### [EXERCISE REQUIREMENTS]
Copy out the final stretch of the listing: the line that contains "Task: locate the black glove, a" and all lines after it, exactly as they appear.

Pointing records
☆ ☆ ☆ ☆ ☆
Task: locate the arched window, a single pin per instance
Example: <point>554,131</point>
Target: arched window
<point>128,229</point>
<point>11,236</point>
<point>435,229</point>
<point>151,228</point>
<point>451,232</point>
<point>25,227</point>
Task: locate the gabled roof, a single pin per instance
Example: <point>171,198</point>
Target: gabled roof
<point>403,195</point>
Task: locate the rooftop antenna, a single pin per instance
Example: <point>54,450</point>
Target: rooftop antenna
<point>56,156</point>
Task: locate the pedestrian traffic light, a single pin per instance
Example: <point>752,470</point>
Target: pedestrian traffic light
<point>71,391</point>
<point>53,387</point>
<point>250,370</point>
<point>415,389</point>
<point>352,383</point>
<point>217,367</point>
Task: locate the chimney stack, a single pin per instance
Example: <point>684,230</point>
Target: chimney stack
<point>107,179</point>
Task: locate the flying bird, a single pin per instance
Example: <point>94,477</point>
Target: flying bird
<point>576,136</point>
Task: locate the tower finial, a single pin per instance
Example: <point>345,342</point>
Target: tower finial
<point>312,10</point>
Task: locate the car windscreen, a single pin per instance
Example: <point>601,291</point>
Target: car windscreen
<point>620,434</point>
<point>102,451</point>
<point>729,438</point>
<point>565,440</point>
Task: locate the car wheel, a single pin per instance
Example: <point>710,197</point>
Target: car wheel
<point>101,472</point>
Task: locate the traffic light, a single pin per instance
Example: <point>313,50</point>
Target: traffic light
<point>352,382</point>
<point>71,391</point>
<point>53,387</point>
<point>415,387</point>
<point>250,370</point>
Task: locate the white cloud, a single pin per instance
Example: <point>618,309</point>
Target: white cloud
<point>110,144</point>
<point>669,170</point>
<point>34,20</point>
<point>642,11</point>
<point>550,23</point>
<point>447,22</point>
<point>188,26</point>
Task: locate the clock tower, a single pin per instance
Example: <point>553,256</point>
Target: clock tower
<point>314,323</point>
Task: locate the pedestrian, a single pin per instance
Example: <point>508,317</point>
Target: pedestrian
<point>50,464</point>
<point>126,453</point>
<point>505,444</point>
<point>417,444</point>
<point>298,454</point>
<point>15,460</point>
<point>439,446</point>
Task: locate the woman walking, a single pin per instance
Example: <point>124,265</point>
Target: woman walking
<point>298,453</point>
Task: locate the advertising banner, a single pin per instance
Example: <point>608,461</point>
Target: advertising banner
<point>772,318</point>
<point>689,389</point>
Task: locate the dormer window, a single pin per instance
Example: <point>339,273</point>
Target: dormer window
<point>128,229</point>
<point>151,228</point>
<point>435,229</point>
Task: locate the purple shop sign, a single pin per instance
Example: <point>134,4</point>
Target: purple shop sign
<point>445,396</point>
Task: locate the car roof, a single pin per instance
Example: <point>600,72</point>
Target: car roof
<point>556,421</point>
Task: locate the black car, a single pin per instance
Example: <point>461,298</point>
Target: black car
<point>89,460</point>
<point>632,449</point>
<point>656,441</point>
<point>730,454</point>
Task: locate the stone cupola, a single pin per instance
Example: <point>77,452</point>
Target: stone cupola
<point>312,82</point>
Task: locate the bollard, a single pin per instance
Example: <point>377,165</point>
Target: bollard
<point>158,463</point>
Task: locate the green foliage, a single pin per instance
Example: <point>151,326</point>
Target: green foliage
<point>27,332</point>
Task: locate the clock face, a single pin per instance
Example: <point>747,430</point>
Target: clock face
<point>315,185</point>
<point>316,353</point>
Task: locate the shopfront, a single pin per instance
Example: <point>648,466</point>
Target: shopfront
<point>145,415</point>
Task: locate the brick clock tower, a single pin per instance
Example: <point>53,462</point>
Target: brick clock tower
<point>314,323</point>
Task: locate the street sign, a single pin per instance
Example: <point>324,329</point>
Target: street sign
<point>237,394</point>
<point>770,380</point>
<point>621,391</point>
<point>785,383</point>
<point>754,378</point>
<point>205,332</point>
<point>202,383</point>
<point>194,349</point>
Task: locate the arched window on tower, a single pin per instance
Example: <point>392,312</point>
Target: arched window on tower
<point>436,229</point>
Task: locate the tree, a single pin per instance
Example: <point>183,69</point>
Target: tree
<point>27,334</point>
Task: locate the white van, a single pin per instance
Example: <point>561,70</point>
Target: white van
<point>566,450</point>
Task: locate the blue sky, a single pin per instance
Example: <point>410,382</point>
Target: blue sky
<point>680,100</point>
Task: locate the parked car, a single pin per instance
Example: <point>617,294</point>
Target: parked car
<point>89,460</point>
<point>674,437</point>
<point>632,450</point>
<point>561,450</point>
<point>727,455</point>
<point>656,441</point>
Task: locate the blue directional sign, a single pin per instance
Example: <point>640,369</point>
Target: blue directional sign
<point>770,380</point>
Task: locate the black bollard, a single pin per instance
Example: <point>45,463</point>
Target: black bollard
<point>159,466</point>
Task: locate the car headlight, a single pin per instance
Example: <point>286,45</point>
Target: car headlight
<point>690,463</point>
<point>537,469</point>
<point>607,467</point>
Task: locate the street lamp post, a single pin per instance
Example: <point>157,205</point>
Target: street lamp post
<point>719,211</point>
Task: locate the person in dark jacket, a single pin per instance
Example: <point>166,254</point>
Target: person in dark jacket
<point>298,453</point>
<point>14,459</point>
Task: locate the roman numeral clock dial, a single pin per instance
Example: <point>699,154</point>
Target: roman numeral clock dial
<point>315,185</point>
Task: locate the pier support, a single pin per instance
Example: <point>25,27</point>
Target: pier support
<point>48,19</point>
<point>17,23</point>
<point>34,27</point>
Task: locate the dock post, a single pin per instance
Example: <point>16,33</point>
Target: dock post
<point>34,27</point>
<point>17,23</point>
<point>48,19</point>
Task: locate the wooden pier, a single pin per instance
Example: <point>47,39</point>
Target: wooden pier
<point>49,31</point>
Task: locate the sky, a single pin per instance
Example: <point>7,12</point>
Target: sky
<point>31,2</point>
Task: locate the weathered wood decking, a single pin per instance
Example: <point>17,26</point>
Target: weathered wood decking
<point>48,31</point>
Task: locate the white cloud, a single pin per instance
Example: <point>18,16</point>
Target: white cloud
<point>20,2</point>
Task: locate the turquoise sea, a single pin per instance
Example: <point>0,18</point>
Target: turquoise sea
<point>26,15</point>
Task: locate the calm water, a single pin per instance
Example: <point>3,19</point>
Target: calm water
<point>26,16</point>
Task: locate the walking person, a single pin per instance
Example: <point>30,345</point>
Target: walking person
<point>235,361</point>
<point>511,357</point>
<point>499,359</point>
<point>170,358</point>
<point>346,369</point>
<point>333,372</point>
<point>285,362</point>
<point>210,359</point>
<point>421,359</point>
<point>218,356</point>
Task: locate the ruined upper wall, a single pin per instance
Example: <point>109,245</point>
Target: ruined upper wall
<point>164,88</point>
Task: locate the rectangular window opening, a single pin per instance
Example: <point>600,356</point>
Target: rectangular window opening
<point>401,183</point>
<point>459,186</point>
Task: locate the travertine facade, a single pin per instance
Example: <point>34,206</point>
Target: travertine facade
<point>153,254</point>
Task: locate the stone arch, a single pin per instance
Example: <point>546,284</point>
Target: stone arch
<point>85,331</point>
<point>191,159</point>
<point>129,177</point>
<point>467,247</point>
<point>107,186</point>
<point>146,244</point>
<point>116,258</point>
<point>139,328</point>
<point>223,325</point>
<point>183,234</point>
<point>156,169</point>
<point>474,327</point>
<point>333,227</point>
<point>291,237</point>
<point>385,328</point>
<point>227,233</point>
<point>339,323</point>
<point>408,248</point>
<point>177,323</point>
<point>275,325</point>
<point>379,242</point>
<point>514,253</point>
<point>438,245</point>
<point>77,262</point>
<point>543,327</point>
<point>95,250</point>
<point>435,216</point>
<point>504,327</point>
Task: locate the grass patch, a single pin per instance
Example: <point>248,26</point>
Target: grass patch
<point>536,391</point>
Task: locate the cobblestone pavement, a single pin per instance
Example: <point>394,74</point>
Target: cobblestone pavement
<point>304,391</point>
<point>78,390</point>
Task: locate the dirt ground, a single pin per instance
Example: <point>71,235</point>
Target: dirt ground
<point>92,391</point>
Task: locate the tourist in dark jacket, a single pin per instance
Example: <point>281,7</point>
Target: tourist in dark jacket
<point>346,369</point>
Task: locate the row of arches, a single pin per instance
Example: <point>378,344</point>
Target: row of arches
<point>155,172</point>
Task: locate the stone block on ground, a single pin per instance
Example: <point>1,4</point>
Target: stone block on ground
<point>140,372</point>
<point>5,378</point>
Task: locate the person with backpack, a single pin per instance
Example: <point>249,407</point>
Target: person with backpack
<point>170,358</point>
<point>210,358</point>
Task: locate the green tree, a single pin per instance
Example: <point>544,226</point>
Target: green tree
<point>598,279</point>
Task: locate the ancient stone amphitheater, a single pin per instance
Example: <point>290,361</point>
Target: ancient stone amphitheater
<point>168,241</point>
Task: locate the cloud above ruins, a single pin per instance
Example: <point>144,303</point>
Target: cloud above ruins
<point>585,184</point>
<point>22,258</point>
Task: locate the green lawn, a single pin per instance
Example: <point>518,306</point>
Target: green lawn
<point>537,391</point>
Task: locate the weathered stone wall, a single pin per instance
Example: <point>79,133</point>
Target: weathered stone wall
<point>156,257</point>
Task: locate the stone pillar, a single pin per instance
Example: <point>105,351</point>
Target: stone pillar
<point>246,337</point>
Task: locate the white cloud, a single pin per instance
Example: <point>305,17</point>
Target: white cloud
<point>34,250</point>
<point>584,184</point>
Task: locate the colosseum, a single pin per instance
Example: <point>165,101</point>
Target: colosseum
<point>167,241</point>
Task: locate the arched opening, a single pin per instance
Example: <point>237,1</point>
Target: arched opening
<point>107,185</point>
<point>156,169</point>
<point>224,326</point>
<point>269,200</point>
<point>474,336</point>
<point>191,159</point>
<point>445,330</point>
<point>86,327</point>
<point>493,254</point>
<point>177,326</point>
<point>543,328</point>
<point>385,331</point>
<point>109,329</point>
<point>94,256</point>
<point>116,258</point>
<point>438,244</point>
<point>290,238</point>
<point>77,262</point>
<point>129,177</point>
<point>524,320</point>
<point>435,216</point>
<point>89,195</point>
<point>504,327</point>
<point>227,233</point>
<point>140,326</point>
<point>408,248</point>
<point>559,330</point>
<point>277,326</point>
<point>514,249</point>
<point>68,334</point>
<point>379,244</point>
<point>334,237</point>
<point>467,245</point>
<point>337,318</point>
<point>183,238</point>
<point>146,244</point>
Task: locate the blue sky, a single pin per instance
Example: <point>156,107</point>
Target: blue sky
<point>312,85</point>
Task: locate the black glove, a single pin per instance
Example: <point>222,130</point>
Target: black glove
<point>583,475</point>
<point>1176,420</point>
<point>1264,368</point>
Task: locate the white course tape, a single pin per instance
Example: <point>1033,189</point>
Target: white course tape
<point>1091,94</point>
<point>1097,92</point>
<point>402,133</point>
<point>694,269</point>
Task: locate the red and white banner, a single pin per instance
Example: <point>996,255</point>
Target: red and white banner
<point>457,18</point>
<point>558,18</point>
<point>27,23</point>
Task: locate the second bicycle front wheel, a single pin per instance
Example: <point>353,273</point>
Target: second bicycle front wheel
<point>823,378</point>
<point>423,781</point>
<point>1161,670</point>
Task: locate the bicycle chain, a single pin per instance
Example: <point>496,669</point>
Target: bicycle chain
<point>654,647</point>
☆ ☆ ☆ ☆ ☆
### [COMPLETE RESPONSE]
Task: locate the black glove, a single pin per instance
Example: <point>222,130</point>
Target: black glove
<point>583,475</point>
<point>1176,420</point>
<point>1264,368</point>
Task: locate the white course tape, a single pin per instance
Example: <point>1033,189</point>
Target: white course tape
<point>1091,94</point>
<point>1097,92</point>
<point>402,133</point>
<point>694,269</point>
Task: locate the red and white banner, a single pin per instance
Example: <point>996,255</point>
Target: red and white banner
<point>457,18</point>
<point>558,18</point>
<point>27,23</point>
Task: locate the second bicycle front wheel, a single pin per instance
Example: <point>353,273</point>
Target: second bicycle front wheel
<point>823,378</point>
<point>423,781</point>
<point>1161,670</point>
Task: locate the bicycle chain, a single pin per instance
Example: <point>496,669</point>
Target: bicycle chain
<point>654,647</point>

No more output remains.